**Selection:**
# Chicken Cafreal



## pepperhead212 (Jan 8, 2019)

Here is that dish again, posted in international, with the recipe, as you requested, *msmofet*.

This may be my favorite Indian chicken dish - this or Chicken 65, both loaded with garlic!  Chicken cafreal is a Goan dish, influenced by the Portuguese (and visa-versa - probably why so much cilantro is used in Portuguese food!), when they occupied the small state of Goa, back in the days of the spice trades.  Some of the spiciest foods, and also use a lot of vinegar, for their sour in the foods, though this also has tamarind.  The foods of Goa are some of my favorites of Indian, along with those of Kerala and Tamil Nadu, due to all of the garlic and hot peppers!


Chicken Cafreal, start to finish.  Recipe below the photos.

Spices for the green masala:


Spices for cafreal, before toasting. by pepperhead212, on Flickr

Spices, after toasting:


Toasted spices, for chicken cafreal masala. by pepperhead212, on Flickr

Cafreal masala paste, with spices, green chiles, ginger, garlic, cilantro, and salt:


Cafreal masala paste, to marinate the chicken. by pepperhead212, on Flickr

 Chicken, starting to cook after marinating 5 hours:


Chicken cafreal, starting to cook. by pepperhead212, on Flickr

Chicken cafreal, after cooking about 20 min., before adding vinegar.  Here, I sucked off 2 tb of the fat, with a baster:


Cafreal, after cooking about 20 min., before adding the vinegar. by pepperhead212, on Flickr

Chicken cafreal, finished cooking, with most of the masala clinging to the chicken:


Cafreal, ready to serve. by pepperhead212, on Flickr

Chicken cafreal, topped with crispy onions:


Chicken cafreal by pepperhead212, on Flickr 

*Chicken Cafreal *

  2-2 1/2	lbs  	dark meat chicken                  
  1	tb  	tamarind pulp                      
  8	tb  	warm water                         
  1	large yellow or purple onion; sliced thin
  7	tb  	vegetable oil; divided
  1	tb  	Indian coriander seed              
  1	tsp  	cumin seeds, whole                 
  5	  	cloves, whole                      
  12	  	black peppercorns, whole           
  1	inch  Cinnamon stick; broken up
  1	tb  	white poppy seeds                  
  5	cloves garlic; coarsely chopped
  1	inch  fresh ginger; sliced thin
  5	  	serrano peppers; sliced (0.25 in)

**The problem:** In the chicken cafreal post, how long did the chicken marinate before it started cooking?

**Collected material:**

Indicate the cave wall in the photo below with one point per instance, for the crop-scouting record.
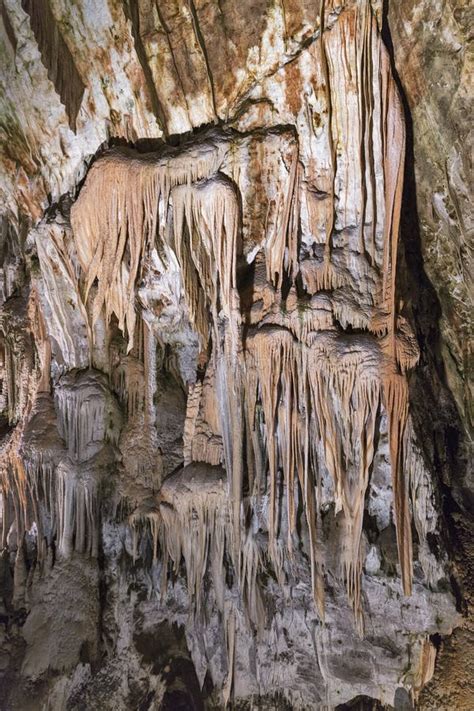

**Solved problem:** 5 hours.